Zu lesender Text:
___

Fiat Lux: Mein kühles Extrazimmer

Oder: Hier entfaltet sich die nächste Ortlosigkeit

„Aus einem endlosen Text wird mein
kühles Extrazimmer aufrechterhalten.“

Wie sehr ich derzeit doch viele meiner früheren Ansichten revidieren, wahlweise entsorgen muß. Das Projekt „Fiat Lux“ hat mich inzwischen auf ein Terrain gebracht, mit dessen Ausstattung ich seinerzeit nicht gerechnet hatte.

Um nun zu ordnen, was mir aktuell klar zu werden scheint, habe ich zwei Themenleisten installiert:
+) „Fiat Lux: Panorama“ [link] und
+) „Fiat Lux: Roboter“ [link]

16mar26_kanzley

Hier bearbeite ich, was bei mir früher hauptsächlich auf den Bereich „Netzkultur“ konzentriert war; siehe: [link] Nun haben die laufenden Entwicklungen in meiner Wahrnehmung eine Dimension erreicht, die solche Einschränkungen nicht mehr zuläßt.

___

Inhalt der Datensätze:

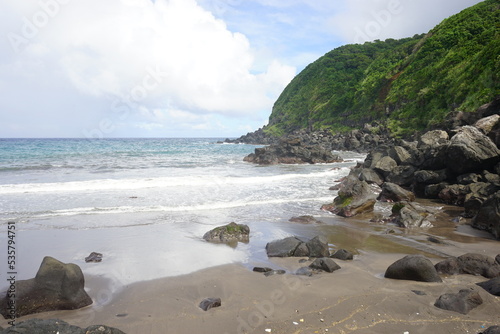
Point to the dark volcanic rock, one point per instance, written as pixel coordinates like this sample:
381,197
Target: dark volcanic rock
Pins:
326,264
393,193
492,286
231,232
470,263
354,197
209,303
94,257
38,326
462,302
414,268
318,247
57,286
488,216
283,248
342,254
472,149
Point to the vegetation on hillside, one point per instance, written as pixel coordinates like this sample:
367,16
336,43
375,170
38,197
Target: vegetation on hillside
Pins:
411,83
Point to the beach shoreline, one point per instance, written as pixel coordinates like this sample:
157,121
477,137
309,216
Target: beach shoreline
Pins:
354,299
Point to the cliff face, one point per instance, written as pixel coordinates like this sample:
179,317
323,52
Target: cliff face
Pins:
409,84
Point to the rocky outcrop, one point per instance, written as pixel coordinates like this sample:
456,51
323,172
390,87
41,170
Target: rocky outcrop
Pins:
462,302
229,233
292,246
414,268
470,263
291,151
56,286
34,326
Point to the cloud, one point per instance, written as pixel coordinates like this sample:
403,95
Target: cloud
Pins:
359,21
133,54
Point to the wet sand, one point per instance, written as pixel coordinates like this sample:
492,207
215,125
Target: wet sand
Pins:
354,299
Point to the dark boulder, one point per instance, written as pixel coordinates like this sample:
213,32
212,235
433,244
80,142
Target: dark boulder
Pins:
38,326
488,216
209,303
326,264
354,197
462,302
393,193
56,286
414,268
474,151
492,286
318,247
94,257
283,248
470,263
342,254
231,232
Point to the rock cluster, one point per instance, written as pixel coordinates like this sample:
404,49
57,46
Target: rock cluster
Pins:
291,151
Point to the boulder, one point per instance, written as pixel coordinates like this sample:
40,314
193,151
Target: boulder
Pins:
231,232
393,193
39,326
474,151
414,268
318,247
354,197
462,302
209,303
433,138
56,286
283,248
470,263
492,286
342,254
326,264
488,216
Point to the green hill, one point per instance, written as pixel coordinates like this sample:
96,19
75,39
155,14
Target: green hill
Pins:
411,83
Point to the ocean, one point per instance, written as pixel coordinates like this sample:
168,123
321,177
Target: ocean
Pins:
146,203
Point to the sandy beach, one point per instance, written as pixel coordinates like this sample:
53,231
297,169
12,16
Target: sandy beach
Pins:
354,299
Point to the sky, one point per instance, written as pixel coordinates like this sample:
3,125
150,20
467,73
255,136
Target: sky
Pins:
175,68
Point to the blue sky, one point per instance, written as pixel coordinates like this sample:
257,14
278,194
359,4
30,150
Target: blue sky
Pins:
175,68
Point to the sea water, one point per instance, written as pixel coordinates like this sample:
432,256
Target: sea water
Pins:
146,203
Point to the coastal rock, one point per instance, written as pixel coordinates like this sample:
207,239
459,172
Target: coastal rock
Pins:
325,264
318,247
462,302
492,286
354,197
470,263
231,232
473,149
492,330
94,257
56,286
342,254
393,193
488,216
209,303
414,268
283,248
39,326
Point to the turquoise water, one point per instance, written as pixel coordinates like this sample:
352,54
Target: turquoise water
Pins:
138,198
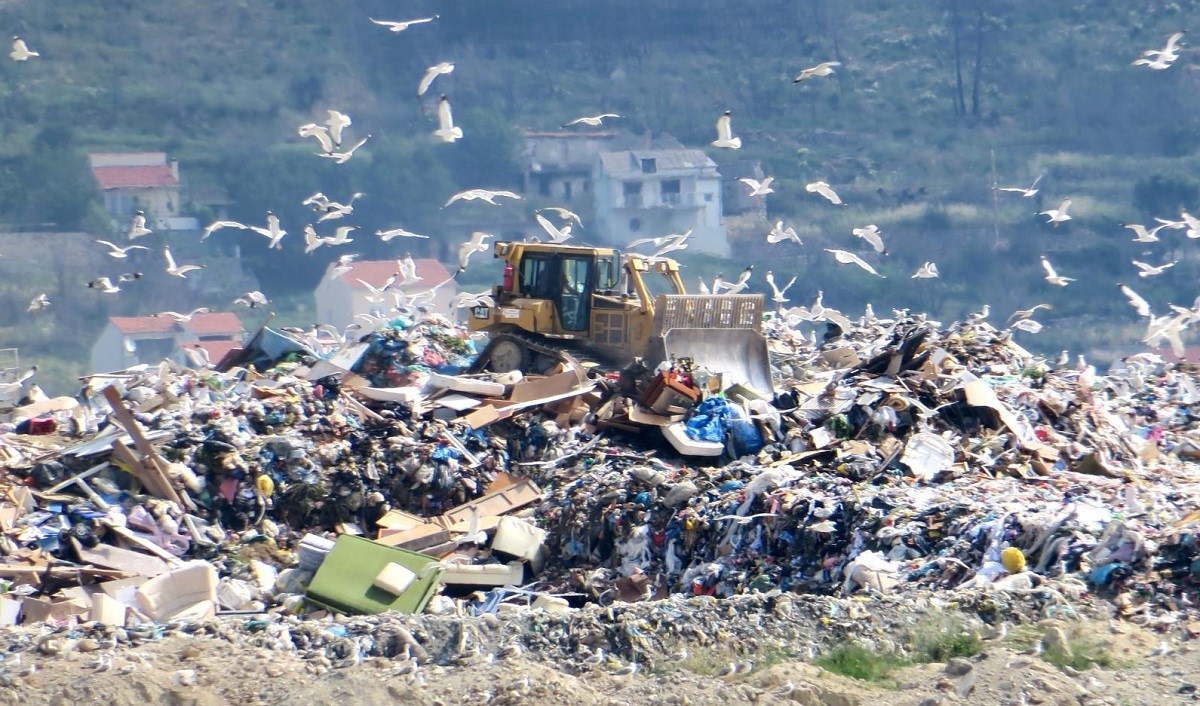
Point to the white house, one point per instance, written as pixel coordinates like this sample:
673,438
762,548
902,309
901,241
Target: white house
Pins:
341,297
133,340
643,193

___

Zu erledigende Aufgaben:
**A)** Übertrage diesen Satz aus dem Text über das Projekt „Fiat Lux“ ins Englische: »Das Projekt „Fiat Lux“ hat mich inzwischen auf ein Terrain gebracht, mit dessen Ausstattung ich seinerzeit nicht gerechnet hatte.«
**B)** Beantworte anhand des Textes über das Projekt „Fiat Lux“ folgende Fragen:
(i) Was muss derzeit revidiert oder entsorgt werden?
(ii) Wie viele Themenleisten wurden installiert?
(iii) Auf welchen Bereich war früher hauptsächlich konzentriert, was nun hier bearbeitet wird?
**C)** Führe den Text über das Projekt „Fiat Lux“ im selben Ton ab seinem letzten Satz weiter.
Die Datensätze spielen hierfür keine Rolle.

Die Antworten:
**A)** By now, the project "Fiat Lux" has brought me onto terrain whose furnishings I had not expected back then.

**B)**
(i) Viele frühere Ansichten
(ii) Zwei
(iii) Auf den Bereich „Netzkultur“

**C)**
Während ich im „Panorama“ eine Rundschau entfalte, die vom Thema „Autonom fahrendes Automobil“ ausgeht, überprüfe ich zum „Roboter“, wie diese Technologien gerade unseren Alltag durchdringen, Räume besetzen, eigentlich neue Räume generieren.

Ich war vor rund eineinhalb Jahrzehnten nicht bereit, die aktuelle Entwicklung außerhalb von High Tech-Nischen kommen zu sehen. Im Jahr 2001 durfte ich annehmen, daß die Robotiker nur wenig weiterbringen. (Ich war außerdem hauptsächlich mit den Fragen befaßt, wie sich eine Kulturinitiative über die Webestützung entfalten solle.)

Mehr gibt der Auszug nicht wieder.